__Task goal__: Restrict the output to the lines below starting at the one that contains "to locate unripe" and ending at the one that contains "to locate green", and restate them word for word, both ends included.
====
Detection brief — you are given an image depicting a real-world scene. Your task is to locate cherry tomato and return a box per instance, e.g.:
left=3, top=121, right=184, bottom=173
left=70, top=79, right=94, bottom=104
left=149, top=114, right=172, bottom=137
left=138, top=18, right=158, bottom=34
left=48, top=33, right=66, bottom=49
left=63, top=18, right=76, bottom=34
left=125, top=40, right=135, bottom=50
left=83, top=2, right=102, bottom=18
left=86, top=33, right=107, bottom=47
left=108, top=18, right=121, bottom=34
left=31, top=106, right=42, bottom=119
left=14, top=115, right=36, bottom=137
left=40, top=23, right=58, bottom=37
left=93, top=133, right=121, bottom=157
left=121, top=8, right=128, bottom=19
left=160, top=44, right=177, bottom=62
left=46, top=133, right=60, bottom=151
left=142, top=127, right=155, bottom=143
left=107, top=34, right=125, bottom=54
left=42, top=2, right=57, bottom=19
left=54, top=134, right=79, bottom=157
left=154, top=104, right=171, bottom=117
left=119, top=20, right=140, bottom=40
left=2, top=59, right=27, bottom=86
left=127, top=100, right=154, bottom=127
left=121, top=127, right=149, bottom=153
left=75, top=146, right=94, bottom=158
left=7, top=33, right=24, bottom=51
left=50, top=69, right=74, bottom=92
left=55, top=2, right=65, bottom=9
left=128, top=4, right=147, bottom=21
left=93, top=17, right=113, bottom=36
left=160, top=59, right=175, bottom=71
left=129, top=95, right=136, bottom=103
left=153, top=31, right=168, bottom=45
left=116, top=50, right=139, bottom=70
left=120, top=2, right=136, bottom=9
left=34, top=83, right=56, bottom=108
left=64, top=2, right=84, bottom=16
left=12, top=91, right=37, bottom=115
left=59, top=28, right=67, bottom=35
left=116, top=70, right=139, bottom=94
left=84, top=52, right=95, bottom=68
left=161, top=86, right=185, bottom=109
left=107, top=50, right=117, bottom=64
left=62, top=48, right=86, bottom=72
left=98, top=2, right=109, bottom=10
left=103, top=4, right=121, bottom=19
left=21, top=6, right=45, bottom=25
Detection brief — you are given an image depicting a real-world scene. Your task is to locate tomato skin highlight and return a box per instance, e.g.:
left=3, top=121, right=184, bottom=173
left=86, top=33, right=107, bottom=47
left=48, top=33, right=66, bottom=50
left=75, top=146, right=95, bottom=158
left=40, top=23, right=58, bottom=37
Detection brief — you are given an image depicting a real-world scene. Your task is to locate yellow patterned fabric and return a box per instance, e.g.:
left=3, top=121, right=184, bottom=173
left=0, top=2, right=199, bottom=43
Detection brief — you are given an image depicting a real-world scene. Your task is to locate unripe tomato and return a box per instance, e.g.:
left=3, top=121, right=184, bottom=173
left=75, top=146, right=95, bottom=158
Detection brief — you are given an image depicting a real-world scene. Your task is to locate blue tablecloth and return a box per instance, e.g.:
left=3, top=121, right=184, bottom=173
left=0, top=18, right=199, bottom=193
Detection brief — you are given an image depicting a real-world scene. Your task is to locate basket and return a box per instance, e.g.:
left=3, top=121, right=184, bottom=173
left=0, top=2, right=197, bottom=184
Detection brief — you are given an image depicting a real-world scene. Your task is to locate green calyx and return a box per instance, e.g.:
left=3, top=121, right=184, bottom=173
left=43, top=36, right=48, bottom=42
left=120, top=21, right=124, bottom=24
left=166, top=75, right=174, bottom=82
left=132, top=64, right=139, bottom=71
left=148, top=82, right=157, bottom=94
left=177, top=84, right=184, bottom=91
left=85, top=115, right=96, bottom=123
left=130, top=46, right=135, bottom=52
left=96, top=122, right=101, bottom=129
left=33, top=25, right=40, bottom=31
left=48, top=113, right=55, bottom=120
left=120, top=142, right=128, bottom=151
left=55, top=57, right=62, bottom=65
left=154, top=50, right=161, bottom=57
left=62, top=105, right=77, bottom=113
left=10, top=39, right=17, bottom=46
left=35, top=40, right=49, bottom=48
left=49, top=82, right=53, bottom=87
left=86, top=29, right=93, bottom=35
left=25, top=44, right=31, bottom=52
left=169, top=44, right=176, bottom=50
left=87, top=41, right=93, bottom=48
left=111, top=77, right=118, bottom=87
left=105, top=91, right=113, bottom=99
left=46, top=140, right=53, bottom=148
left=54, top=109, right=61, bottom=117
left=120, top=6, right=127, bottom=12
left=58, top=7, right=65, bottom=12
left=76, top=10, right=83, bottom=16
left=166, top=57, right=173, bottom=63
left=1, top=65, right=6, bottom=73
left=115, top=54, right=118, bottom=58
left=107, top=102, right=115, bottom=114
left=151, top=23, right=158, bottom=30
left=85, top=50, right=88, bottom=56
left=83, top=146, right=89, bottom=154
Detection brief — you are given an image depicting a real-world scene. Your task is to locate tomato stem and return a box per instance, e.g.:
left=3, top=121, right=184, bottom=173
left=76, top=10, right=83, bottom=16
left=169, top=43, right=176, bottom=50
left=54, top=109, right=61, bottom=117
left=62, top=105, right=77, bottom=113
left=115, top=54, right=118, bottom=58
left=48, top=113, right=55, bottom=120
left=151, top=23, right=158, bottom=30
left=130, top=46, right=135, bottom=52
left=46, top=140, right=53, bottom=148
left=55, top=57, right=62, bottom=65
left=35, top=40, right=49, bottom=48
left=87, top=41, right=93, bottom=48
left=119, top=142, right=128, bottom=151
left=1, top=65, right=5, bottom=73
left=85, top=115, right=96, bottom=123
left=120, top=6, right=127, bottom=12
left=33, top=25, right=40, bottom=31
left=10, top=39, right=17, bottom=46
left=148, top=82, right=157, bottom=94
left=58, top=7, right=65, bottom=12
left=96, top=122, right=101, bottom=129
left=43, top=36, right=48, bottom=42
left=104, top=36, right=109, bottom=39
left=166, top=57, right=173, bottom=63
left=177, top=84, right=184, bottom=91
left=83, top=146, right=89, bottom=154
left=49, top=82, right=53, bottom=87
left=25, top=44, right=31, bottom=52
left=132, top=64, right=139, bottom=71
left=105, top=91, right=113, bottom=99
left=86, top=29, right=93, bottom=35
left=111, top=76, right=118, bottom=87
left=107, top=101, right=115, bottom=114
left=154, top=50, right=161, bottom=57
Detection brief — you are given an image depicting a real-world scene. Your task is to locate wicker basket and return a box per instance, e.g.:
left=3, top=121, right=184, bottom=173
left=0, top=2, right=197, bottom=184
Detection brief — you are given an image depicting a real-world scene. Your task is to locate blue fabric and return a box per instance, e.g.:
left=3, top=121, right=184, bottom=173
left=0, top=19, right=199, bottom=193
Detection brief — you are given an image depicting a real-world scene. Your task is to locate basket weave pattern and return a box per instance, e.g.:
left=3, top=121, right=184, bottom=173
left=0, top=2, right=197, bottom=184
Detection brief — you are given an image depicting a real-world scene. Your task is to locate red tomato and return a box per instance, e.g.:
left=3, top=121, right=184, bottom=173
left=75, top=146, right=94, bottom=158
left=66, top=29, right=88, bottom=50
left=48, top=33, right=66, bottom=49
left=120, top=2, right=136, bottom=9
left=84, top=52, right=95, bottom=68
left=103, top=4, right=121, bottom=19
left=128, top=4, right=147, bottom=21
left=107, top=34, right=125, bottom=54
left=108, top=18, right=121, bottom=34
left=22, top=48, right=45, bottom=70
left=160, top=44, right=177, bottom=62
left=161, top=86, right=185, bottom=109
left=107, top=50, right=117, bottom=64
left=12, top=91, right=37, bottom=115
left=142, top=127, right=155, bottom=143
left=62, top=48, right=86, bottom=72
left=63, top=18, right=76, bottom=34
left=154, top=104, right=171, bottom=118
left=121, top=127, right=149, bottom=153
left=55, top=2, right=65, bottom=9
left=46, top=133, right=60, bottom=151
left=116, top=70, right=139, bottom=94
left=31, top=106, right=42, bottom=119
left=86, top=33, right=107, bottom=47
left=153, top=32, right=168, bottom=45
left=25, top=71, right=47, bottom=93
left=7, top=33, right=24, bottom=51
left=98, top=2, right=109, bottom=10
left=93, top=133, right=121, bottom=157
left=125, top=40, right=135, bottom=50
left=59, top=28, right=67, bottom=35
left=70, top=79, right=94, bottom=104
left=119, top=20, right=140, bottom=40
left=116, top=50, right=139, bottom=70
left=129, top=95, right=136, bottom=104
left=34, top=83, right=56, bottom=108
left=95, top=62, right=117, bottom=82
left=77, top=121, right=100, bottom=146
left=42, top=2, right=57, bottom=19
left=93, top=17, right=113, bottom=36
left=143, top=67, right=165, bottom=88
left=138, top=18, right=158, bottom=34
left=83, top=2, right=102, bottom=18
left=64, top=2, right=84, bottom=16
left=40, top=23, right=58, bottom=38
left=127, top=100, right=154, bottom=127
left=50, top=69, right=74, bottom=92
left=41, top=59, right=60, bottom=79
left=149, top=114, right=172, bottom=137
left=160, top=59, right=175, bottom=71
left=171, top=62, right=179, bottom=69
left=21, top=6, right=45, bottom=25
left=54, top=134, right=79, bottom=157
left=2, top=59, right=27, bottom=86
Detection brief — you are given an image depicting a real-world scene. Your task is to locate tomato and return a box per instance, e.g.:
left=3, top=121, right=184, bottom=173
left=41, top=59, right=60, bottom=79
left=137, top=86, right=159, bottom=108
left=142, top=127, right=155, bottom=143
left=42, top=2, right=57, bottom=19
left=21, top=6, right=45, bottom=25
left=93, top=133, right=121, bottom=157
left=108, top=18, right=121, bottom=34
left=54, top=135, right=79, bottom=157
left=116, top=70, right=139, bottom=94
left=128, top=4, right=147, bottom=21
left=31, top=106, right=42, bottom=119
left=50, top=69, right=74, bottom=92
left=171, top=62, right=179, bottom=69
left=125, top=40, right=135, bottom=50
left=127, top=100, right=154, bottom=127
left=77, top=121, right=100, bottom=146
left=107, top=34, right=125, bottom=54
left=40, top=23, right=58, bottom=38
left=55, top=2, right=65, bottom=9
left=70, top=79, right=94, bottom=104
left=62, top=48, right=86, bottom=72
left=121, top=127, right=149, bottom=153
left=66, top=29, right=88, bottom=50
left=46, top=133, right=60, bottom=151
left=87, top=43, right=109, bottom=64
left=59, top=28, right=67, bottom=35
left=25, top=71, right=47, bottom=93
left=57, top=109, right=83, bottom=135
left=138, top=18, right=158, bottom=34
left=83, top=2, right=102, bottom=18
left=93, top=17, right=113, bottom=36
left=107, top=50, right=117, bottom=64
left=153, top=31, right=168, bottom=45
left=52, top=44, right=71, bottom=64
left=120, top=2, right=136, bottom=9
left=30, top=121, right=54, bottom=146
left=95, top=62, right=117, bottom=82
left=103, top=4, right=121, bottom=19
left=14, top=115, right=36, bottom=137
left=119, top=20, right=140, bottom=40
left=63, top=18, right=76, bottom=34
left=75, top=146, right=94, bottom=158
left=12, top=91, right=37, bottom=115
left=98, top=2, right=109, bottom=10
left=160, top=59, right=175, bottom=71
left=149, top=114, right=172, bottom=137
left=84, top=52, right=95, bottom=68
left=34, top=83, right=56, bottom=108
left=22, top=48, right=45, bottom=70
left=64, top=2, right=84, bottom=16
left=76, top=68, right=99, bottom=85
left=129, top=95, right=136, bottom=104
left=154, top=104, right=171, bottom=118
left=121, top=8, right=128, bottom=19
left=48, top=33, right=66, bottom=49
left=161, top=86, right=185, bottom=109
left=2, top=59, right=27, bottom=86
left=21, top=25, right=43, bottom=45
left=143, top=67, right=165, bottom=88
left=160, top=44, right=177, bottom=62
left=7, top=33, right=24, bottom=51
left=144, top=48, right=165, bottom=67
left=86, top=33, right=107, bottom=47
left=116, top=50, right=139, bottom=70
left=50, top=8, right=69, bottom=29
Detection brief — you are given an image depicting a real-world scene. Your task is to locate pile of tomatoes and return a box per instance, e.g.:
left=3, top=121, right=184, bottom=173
====
__Problem solution__:
Detection brief — you are given an image depicting a real-world scene. Your task is to locate unripe tomato and return a box per instance, e.g.:
left=3, top=121, right=184, bottom=173
left=75, top=146, right=95, bottom=158
Detection brief — you are given an image depicting a real-world scene. Your task is to locate blue tablecloth and return a box per instance, e.g.:
left=3, top=121, right=184, bottom=173
left=0, top=18, right=199, bottom=193
Detection brief — you are given an image depicting a real-world scene. Your task is to locate basket and return a box per instance, e.g.:
left=3, top=121, right=184, bottom=173
left=0, top=2, right=197, bottom=184
Detection brief — you are given an image depicting a real-world scene. Your task is to locate green calyx and return a box per instance, e.g.:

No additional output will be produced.